**Problem details:** Copy every line of the listing below without changing anything. Leave the pictures out of your copy.

* START Input records *

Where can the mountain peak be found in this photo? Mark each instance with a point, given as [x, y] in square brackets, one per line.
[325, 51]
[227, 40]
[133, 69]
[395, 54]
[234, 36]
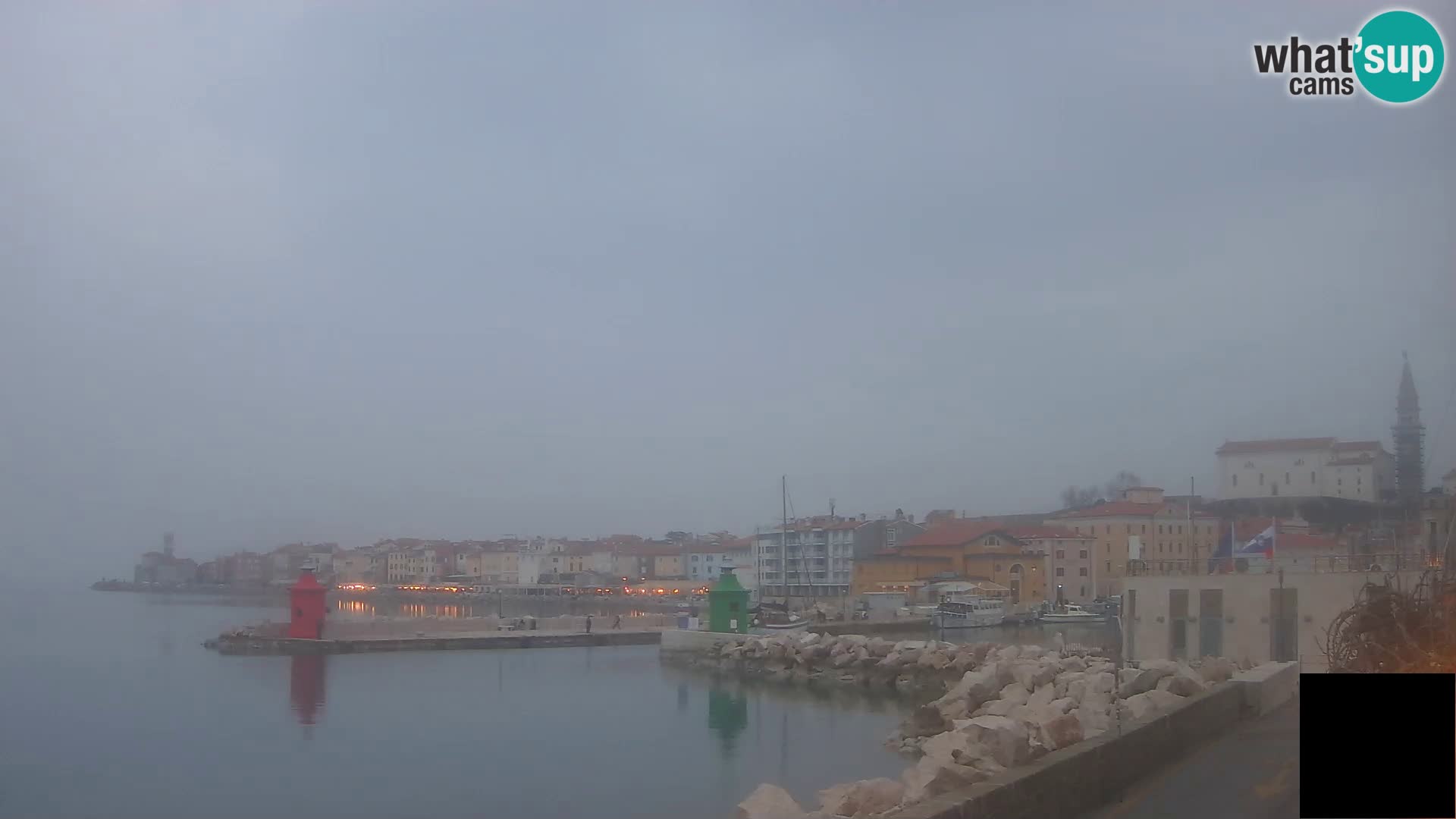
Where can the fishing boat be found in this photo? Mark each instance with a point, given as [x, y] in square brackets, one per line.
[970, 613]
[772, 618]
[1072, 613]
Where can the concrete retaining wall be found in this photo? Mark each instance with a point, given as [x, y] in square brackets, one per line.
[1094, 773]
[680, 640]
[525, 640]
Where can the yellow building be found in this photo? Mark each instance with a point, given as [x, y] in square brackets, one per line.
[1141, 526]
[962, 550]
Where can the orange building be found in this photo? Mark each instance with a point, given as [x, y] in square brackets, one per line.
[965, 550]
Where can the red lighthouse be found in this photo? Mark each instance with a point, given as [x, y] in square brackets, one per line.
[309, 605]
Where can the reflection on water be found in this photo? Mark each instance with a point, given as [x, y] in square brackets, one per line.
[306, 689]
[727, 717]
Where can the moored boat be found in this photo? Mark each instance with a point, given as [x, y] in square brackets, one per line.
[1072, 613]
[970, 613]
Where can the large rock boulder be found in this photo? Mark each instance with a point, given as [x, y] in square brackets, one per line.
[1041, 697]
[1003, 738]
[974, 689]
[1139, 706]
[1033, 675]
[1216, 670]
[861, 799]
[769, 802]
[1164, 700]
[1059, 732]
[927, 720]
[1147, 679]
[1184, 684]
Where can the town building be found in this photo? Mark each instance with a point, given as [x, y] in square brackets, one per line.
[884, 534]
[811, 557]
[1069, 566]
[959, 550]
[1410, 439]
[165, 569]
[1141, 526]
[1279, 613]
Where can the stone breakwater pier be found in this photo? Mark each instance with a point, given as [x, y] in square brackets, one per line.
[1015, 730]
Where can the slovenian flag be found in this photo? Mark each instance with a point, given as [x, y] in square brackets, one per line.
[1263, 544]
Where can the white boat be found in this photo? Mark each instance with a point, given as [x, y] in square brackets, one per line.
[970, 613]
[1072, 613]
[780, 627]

* END Input records *

**Written solution:**
Where can the mountain peak be found in this photo? Mark each instance with a point, given as [x, y] in square brackets, one per line.
[325, 51]
[227, 40]
[133, 69]
[395, 54]
[234, 36]
Where can the fishing boat be found in this photo? Mark each instance with a point, given as [x, y] in square brackets, one per line.
[970, 613]
[772, 618]
[1072, 613]
Where can the concrete retaining wall be found in this photo? Mark each instance with a point, given as [x, y] in square brackets, one per line.
[1094, 773]
[680, 640]
[525, 640]
Where can the yellow building be found in this photo? Mark each instance with a point, given as [x, y] in square brackets, one per line.
[1141, 526]
[962, 550]
Where can the orange building be found in this photo? Mark each instance with a point, given as [x, y] in square brackets, one per line.
[965, 550]
Where can the red lighthouse be found in this photo? Mark each instance with a point, given as [x, y] in square brackets, one per line.
[309, 605]
Where can the reflection on water be found in this photo? Mark each instance with a point, given as [x, y] in square brackets, one per line.
[306, 689]
[727, 717]
Where can the moored boat be found in this photo? Mark each instance with a point, given as [x, y] in square brackets, one per line.
[1072, 613]
[970, 613]
Where can the large rock boulder be found in this photo? Mark each instance with a point, given as [x, y] in square brackets, one per line.
[1041, 697]
[1003, 738]
[974, 689]
[1139, 706]
[1033, 675]
[1216, 670]
[861, 799]
[769, 802]
[1164, 700]
[1059, 732]
[927, 720]
[1147, 679]
[1184, 684]
Where can the town building be found in this photo? Mark each instance with a point, given as [x, y] in square brackets, one per line.
[884, 534]
[811, 557]
[1069, 566]
[959, 550]
[1410, 439]
[165, 569]
[1141, 526]
[1279, 613]
Where can the stone breakwater pier be found in this photo? Mark each instance with a point, given as [x, y] in square brackets, one per line.
[1015, 730]
Where can the slovenian flag be found in this photo? Mark each instance with a point, given as [x, y] in square brackets, one per line.
[1263, 544]
Where can the white boat be found in this photo? Mark each instance with a point, given as [x, y] in square brackets, one per line.
[970, 613]
[1072, 613]
[780, 627]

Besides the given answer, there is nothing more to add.